- TASK INSTRUCTIONS:
a. Write out the passage about drafting at Interlochen from "It's been a" to "parallels with teaching.".
b. Translate this sentence from the passage about drafting at Interlochen into Spanish: "When I'm in a highly generative mode at a residency, I can write 20 pages in a week."
c. Does each statement agree with the passage about drafting at Interlochen? Answer yes or no and quote the deciding words. (i) The writer has written about 20 pages since receiving the challenge. (ii) The writer is teaching eight hours a day. (iii) To keep pace, the writer has kept the usual line-level tightness of a first draft.

- DOCUMENT EXTRACT:
((

It's been a little over a week since I received the challenge to start the n-word and I'm at about 20 pages. When I'm in a highly generative mode at a residency, I can write 20 pages in a week. But when I'm teaching 4-5 hours day and trying to engage in the Interlochen community, writing 20 pages in a week is a major push. In order to pull it off, I've had to give up the line-level tightness I can usually achieve with a solid first draft and keep my fingers and mind moving forward by the force of intuition. It's a shift in my process that I'm sure I'll be able to articulate more clearly the more I experience it, for now suffice it to say that the experience is revealing some interesting parallels with teaching.

))

- INFORMATION SUPPLIED:
((

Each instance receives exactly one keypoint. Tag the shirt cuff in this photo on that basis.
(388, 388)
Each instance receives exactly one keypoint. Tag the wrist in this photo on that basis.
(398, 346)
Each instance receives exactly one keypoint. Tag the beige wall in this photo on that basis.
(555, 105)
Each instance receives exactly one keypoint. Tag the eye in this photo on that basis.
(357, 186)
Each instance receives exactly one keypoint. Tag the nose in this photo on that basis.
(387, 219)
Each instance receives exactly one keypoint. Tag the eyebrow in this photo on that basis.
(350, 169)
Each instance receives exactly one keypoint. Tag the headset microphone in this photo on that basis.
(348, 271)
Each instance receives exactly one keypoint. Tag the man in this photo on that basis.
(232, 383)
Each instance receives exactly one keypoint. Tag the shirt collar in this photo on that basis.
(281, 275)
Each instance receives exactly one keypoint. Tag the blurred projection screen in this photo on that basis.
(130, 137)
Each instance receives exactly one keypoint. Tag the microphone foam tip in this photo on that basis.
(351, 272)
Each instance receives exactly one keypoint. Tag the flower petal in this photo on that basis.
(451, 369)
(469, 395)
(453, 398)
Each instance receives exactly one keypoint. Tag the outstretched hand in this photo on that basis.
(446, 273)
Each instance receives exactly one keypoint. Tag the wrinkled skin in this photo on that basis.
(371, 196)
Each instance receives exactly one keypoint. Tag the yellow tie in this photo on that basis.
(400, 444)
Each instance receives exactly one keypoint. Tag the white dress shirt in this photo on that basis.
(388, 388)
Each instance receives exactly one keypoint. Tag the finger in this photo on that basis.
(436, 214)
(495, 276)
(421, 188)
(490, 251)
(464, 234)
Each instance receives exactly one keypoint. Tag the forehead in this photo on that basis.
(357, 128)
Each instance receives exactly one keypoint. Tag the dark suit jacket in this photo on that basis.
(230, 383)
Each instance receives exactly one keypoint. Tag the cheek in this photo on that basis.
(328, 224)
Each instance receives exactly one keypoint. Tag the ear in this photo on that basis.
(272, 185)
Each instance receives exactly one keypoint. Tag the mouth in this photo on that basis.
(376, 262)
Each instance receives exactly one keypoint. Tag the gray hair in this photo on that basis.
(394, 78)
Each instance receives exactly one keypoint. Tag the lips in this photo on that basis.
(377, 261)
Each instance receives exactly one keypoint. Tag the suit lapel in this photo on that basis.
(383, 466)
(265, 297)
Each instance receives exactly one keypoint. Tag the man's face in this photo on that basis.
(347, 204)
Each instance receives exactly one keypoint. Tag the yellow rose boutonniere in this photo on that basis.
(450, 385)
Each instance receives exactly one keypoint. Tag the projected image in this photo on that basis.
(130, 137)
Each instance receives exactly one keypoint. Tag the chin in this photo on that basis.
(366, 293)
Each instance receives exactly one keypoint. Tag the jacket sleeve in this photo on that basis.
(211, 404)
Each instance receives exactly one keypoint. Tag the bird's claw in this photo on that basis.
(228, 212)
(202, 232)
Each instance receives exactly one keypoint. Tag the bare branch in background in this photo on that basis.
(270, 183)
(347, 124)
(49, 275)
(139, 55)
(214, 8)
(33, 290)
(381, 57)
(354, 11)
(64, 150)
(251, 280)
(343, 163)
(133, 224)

))

- RESPONSES TO THE TASKS:
a.
It's been a little over a week since I received the challenge to start the n-word and I'm at about 20 pages. When I'm in a highly generative mode at a residency, I can write 20 pages in a week. But when I'm teaching 4-5 hours day and trying to engage in the Interlochen community, writing 20 pages in a week is a major push. In order to pull it off, I've had to give up the line-level tightness I can usually achieve with a solid first draft and keep my fingers and mind moving forward by the force of intuition. It's a shift in my process that I'm sure I'll be able to articulate more clearly the more I experience it, for now suffice it to say that the experience is revealing some interesting parallels with teaching.

b. Cuando estoy en un modo muy generativo durante una residencia, puedo escribir 20 páginas en una semana.

c.
(i) Yes: "I'm at about 20 pages"
(ii) No: "I'm teaching 4-5 hours day"
(iii) No: "I've had to give up the line-level tightness"